Source data:
━━━━━━
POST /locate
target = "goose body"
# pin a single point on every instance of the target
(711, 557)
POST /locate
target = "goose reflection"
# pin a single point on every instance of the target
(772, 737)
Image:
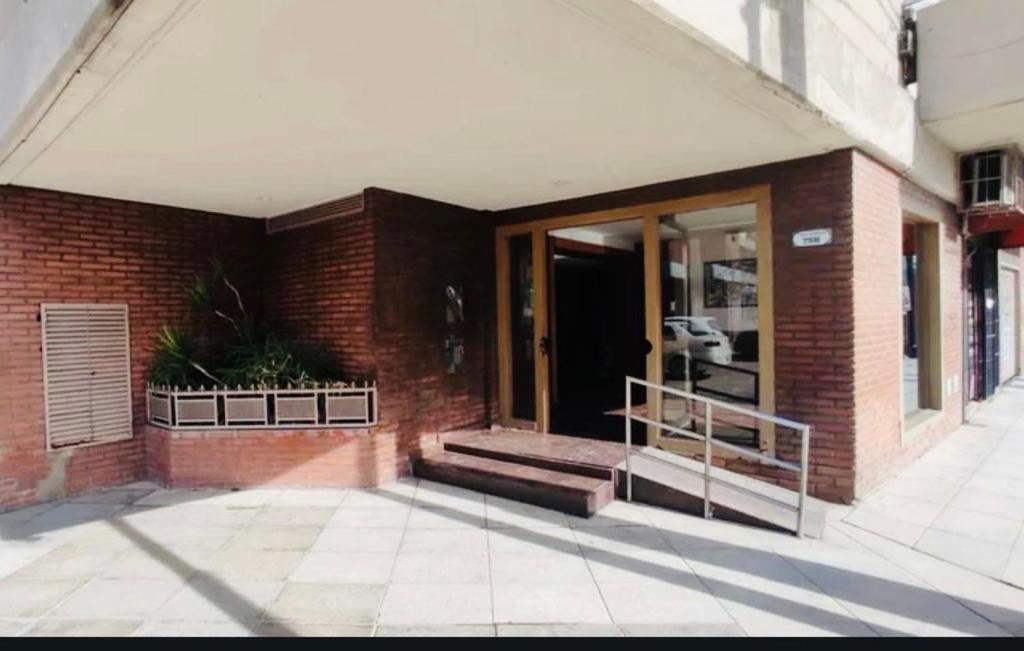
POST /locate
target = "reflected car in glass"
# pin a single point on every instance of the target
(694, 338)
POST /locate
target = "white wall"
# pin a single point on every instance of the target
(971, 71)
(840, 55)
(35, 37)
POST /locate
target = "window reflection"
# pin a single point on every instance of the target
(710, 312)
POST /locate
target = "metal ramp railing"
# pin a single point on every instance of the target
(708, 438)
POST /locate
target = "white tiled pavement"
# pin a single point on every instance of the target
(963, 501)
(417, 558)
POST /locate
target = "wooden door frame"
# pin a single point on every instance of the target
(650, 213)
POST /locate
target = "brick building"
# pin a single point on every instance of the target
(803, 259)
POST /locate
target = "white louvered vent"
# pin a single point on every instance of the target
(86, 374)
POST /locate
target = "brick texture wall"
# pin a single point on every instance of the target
━━━━━━
### TASK OBJECTIVE
For every line above in which the string "goose" appears, add one; please give the final count and nothing else.

### ANSWER BOX
2